> Dataset excerpts:
--------------------

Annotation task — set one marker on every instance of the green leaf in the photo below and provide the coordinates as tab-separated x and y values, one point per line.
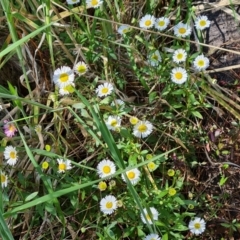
4	230
162	193
31	196
197	114
165	236
78	105
223	180
13	46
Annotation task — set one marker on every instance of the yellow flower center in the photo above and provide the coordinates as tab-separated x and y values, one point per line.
148	23
69	88
154	57
94	2
3	178
161	23
63	77
200	63
105	90
131	175
109	205
197	225
102	186
182	30
81	69
106	169
151	166
62	166
142	128
113	123
133	120
12	155
45	165
202	23
178	76
179	56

--------------------

> Aim of the task: Output only the lines from the one holding "of the yellow" through the last line above, exactly as they appear.

> Solution:
Annotation task — set one marker on every instance of the yellow flower center in the photo above and provide the coordinates as tab-separated x and y values, one point per line.
148	23
69	88
154	57
94	2
3	178
161	23
63	77
200	63
105	90
131	175
109	205
197	225
102	186
182	30
81	69
106	169
151	166
62	166
142	128
113	123
133	120
12	155
45	165
202	23
178	76
179	56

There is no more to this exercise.